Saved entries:
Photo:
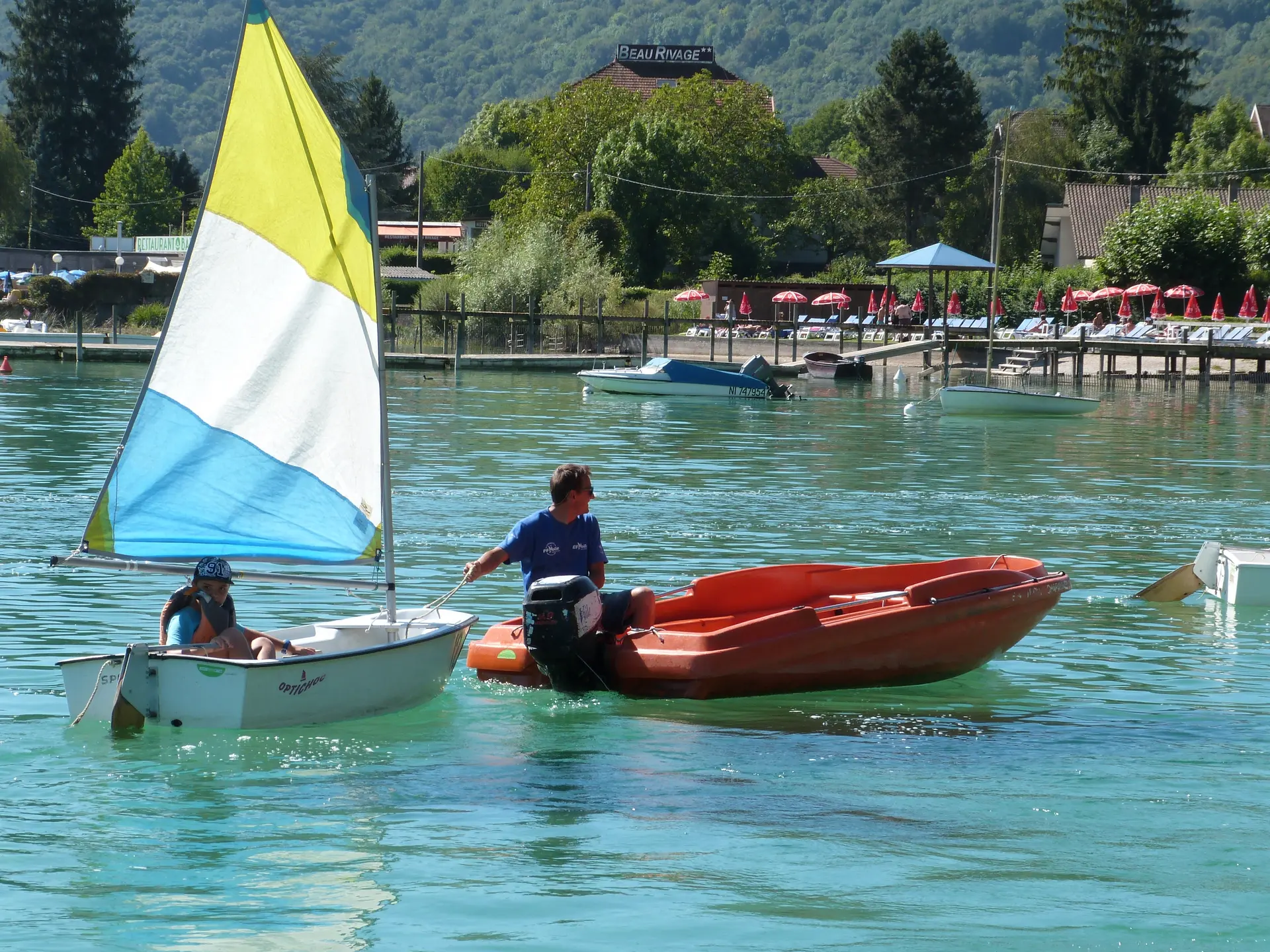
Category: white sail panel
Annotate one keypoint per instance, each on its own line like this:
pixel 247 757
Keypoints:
pixel 285 362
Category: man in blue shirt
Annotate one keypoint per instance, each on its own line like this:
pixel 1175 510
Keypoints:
pixel 564 539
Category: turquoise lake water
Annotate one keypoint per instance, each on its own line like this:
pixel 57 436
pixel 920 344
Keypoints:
pixel 1101 786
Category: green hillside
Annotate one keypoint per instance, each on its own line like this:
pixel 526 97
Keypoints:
pixel 444 59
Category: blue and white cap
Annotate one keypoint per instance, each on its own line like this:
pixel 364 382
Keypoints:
pixel 214 568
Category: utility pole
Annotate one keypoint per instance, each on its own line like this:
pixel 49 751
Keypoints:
pixel 418 241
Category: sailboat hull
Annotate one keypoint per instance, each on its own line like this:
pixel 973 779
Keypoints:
pixel 365 666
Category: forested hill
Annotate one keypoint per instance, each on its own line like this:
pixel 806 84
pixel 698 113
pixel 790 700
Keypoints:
pixel 444 59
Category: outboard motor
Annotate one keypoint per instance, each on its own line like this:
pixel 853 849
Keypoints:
pixel 759 368
pixel 562 631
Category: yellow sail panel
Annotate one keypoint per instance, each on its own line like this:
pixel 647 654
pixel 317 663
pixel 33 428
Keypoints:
pixel 282 172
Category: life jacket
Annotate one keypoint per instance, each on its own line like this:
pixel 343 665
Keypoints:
pixel 214 619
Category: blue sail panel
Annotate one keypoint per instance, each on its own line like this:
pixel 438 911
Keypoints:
pixel 183 489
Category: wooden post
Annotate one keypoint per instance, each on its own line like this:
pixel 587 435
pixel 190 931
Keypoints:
pixel 461 329
pixel 392 340
pixel 712 327
pixel 666 329
pixel 643 337
pixel 794 339
pixel 530 335
pixel 732 324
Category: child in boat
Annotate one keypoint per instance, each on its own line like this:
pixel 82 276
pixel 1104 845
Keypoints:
pixel 564 539
pixel 202 616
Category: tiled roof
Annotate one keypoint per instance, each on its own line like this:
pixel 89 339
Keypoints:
pixel 825 167
pixel 404 272
pixel 1094 206
pixel 1260 120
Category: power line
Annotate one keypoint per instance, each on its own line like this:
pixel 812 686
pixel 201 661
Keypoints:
pixel 116 205
pixel 690 192
pixel 1138 175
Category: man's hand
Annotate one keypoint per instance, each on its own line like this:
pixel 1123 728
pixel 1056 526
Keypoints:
pixel 484 565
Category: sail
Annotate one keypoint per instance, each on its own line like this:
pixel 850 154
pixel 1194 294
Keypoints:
pixel 258 433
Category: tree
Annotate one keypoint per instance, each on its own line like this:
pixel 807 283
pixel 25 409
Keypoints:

## Required work
Only lines with the word "blue" go in the answer. Take them all from the entries above.

## Response to the task
Category: man in blue shirt
Category: blue and white cap
Category: blue sail panel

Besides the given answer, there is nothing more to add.